**Excerpt to read**
Magazine article University Business

High-Performance Computing: How the Investment in Heavy-Duty Computer Processing Power Is Paying off in Research Output

Magazine article University Business

High-Performance Computing: How the Investment in Heavy-Duty Computer Processing Power Is Paying off in Research Output

Article excerpt

Imagine thinking thousands of thoughts at the same time. What if each thought was one piece of a really big problem--a problem now solvable in hours or days rather than years because of this simultaneous thought process? That's what high-performance computing (HPC) does.

HPC is a lot of computer processing power linked together, thinking through and solving different pieces of big problems in parallel. HPC makes it possible to answer big questions in a fraction of the time it would take when using individual desktop PCs. With HPC resources, some problems can be solved that could never be solved before.

With this problem-solving capability, scientists start to ask questions they would never have thought to ask. And universities are increasingly the hubs of the HPC systems that ask these questions, solve these problems, and change the world.

High-performance computing does, however, come at a high cost. "The typical investment varies from under $100,000 per year (within an individual research group) to tens of millions per year," says Henry J. Neeman, director of the OU Supercomputer Center for Education & Research (OSCER) at Oklahoma University.

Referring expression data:
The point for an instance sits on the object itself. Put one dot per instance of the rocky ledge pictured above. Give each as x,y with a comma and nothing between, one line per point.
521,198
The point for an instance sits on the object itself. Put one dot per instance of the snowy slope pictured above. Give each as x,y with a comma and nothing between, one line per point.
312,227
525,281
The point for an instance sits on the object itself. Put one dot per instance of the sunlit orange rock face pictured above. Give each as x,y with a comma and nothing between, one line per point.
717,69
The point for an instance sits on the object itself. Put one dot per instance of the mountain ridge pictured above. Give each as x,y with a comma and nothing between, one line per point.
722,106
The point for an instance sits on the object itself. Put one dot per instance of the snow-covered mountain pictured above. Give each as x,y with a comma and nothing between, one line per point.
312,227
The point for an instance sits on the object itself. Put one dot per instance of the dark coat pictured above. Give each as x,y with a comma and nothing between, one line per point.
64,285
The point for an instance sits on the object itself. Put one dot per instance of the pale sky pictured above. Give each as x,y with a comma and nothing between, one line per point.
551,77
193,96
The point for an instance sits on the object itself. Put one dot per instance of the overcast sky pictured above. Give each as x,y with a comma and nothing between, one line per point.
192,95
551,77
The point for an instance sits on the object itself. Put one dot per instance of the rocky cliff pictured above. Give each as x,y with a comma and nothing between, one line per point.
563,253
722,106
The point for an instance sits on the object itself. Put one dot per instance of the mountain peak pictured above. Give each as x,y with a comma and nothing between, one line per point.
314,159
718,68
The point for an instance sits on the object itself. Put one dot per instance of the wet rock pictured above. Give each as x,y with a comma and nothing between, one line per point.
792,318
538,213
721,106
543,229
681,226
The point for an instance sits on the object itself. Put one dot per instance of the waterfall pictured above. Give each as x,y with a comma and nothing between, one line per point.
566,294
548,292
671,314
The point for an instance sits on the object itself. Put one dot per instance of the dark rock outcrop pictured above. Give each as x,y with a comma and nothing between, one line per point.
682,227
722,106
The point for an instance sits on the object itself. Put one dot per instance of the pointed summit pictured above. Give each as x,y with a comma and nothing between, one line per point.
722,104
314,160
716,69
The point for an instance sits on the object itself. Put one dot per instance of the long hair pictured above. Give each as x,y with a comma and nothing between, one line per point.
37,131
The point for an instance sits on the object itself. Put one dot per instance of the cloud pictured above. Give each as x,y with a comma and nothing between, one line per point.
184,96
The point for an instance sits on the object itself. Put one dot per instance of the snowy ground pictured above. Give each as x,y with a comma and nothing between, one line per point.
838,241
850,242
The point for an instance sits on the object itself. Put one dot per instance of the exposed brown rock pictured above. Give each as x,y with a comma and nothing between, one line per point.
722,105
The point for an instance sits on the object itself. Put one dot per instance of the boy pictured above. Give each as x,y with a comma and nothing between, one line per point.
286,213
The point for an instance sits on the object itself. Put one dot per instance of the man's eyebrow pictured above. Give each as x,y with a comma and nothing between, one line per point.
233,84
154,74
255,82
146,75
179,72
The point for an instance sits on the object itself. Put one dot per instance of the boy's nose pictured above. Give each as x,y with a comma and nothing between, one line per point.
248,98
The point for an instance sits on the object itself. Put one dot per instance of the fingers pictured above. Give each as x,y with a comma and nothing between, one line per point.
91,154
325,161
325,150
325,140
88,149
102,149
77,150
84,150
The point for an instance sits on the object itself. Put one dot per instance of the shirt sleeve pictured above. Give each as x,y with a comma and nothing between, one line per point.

**Problem A**
Answer these questions using the article excerpt on high-performance computing.
(i) How does the article excerpt describe HPC?
(ii) What range does Henry J. Neeman give for the typical investment in high-performance computing?
(iii) What center does Henry J. Neeman direct?
**Problem B**
For each statement, answer yes or no to say whether the article excerpt on high-performance computing agrees with it. Quote the words from the excerpt that decide it.
(i) HPC makes it possible to solve some problems that could never be solved before.
(ii) High-performance computing is inexpensive.
(iii) Universities are less and less often the hubs of HPC systems.

**Task answer A**
(i) HPC is a lot of computer processing power linked together, thinking through and solving different pieces of big problems in parallel.
(ii) The typical investment ranges from under $100,000 per year (within an individual research group) to tens of millions per year.
(iii) He directs the OU Supercomputer Center for Education & Research (OSCER) at Oklahoma University.

**Task answer B**
(i) Yes: "With HPC resources, some problems can be solved that could never be solved before."
(ii) No: "High-performance computing does, however, come at a high cost."
(iii) No: "And universities are increasingly the hubs of the HPC systems that ask these questions, solve these problems, and change the world."